→ **Set task**: Reproduce verbatim everything in the records below, from the line containing "Each returned point MUST lie on the matching red toy" down to the line containing "[[199, 335]]", with both of those lines included.
········
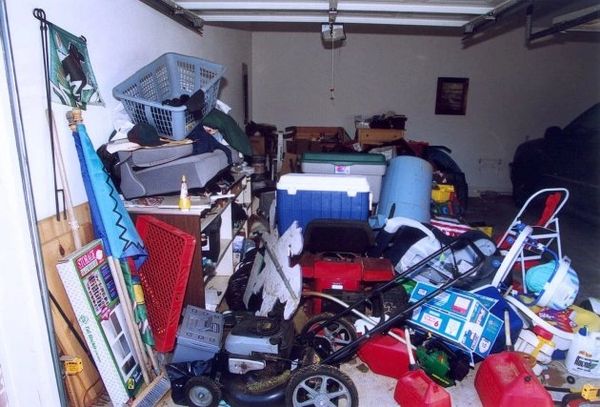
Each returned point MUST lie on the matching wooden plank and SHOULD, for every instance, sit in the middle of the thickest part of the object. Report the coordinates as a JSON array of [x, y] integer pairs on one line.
[[57, 241]]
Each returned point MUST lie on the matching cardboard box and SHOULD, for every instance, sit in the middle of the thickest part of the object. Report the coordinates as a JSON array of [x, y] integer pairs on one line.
[[258, 145], [461, 317], [378, 136], [333, 134], [93, 295]]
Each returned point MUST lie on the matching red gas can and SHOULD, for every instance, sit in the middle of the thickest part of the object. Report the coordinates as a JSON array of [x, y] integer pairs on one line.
[[417, 389], [385, 355], [506, 380]]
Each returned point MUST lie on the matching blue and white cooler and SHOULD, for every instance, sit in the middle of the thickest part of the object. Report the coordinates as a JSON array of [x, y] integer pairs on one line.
[[304, 197], [371, 166]]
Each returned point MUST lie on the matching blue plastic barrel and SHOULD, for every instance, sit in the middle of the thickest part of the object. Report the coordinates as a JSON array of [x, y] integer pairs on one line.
[[405, 190]]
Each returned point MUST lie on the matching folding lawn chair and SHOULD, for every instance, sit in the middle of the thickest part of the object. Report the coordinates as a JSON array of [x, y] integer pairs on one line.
[[540, 212]]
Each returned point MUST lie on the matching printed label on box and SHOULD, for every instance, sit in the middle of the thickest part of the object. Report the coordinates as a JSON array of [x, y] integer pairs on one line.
[[92, 292], [431, 320], [341, 169], [461, 305], [459, 317], [452, 328]]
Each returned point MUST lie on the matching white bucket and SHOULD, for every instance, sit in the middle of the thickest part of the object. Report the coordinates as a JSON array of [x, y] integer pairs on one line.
[[583, 357], [560, 290]]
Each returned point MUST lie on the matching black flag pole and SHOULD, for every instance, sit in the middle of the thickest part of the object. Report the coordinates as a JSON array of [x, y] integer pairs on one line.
[[59, 195]]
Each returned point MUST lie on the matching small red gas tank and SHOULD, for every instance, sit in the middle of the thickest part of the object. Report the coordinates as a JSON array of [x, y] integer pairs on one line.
[[416, 389], [506, 380], [385, 355]]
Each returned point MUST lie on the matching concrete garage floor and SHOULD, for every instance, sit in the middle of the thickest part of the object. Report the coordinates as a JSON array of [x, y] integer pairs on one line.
[[580, 242]]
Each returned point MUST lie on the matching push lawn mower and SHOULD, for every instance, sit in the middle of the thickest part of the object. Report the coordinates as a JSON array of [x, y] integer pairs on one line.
[[265, 365]]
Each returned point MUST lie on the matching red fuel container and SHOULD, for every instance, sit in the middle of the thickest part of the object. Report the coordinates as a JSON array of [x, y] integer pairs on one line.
[[416, 389], [385, 355], [506, 380]]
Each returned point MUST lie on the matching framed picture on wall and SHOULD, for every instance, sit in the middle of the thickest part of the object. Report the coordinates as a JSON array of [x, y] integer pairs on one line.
[[451, 96]]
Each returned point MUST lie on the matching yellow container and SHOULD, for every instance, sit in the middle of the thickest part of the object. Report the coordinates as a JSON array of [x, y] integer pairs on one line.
[[441, 193]]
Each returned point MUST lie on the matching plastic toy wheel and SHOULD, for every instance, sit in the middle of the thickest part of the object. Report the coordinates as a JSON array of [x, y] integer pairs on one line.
[[321, 385], [331, 337], [202, 391]]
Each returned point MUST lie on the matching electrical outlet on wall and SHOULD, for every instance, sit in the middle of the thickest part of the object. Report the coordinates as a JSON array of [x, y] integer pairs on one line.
[[490, 165]]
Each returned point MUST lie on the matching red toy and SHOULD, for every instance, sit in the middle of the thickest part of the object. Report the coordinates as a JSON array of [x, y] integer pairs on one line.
[[342, 271], [333, 259]]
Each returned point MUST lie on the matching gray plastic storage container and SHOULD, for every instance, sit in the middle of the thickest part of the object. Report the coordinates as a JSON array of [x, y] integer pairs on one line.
[[199, 335]]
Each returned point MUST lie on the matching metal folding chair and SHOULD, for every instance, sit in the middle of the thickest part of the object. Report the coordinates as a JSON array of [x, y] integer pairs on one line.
[[544, 223]]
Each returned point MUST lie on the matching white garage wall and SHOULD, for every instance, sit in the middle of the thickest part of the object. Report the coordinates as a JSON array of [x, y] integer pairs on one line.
[[514, 92], [123, 36]]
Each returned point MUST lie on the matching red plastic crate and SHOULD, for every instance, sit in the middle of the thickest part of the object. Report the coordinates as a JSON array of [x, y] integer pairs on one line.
[[164, 276]]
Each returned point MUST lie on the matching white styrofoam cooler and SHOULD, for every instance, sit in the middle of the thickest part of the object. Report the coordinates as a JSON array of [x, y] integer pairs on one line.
[[304, 197], [371, 166]]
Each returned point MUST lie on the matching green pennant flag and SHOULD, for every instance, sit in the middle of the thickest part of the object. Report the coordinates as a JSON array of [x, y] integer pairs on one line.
[[72, 79]]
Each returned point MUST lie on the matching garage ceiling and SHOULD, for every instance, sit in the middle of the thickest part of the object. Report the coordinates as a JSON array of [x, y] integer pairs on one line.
[[542, 17], [437, 13]]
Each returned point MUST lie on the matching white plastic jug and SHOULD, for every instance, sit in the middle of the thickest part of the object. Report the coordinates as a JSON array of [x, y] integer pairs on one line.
[[583, 357]]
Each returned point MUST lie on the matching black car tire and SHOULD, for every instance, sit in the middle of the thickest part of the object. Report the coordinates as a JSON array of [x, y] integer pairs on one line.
[[328, 385], [202, 391]]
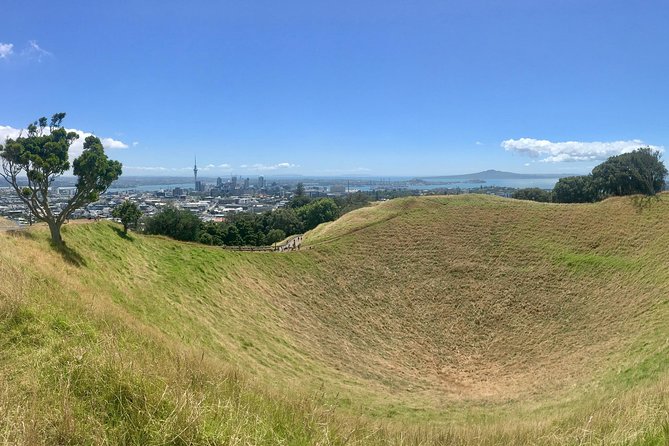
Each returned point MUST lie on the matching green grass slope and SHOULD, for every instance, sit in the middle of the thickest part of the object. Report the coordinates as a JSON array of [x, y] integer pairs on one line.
[[435, 320]]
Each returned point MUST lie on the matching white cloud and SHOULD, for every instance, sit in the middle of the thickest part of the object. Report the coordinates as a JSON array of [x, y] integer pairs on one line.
[[558, 152], [157, 168], [110, 143], [6, 49], [35, 52], [259, 166], [77, 146]]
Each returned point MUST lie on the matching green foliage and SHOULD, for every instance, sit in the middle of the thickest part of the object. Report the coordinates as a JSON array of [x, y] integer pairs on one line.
[[638, 172], [318, 212], [533, 194], [579, 189], [129, 214], [298, 201], [176, 223], [284, 219], [351, 202], [274, 236], [299, 190], [42, 155]]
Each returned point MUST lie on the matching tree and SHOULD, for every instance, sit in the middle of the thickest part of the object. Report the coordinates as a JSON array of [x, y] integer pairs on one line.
[[300, 197], [579, 189], [637, 172], [128, 212], [176, 223], [284, 219], [42, 155], [533, 194], [274, 235], [318, 212]]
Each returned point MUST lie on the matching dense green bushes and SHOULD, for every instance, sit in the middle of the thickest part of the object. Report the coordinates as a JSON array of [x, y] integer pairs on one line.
[[533, 194], [638, 172], [243, 228]]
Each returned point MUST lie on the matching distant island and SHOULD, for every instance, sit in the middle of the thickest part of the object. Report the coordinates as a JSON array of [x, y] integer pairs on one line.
[[492, 174]]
········
→ **Answer**:
Each returned point MUST lie on the matching red toy and SHOULD, for every instance, sit in the middle of the thickest part of the object. Report the coordinates as a JSON array of [x, y] integer pairs on one line.
[[342, 271], [333, 259]]
Each returned point MUST lie on the matching gray plastic storage container and SHOULD, for every instance, sit in the middle of the thickest part of the object. Report the coordinates as a JSON array of [x, y] integer pairs on one line.
[[199, 335]]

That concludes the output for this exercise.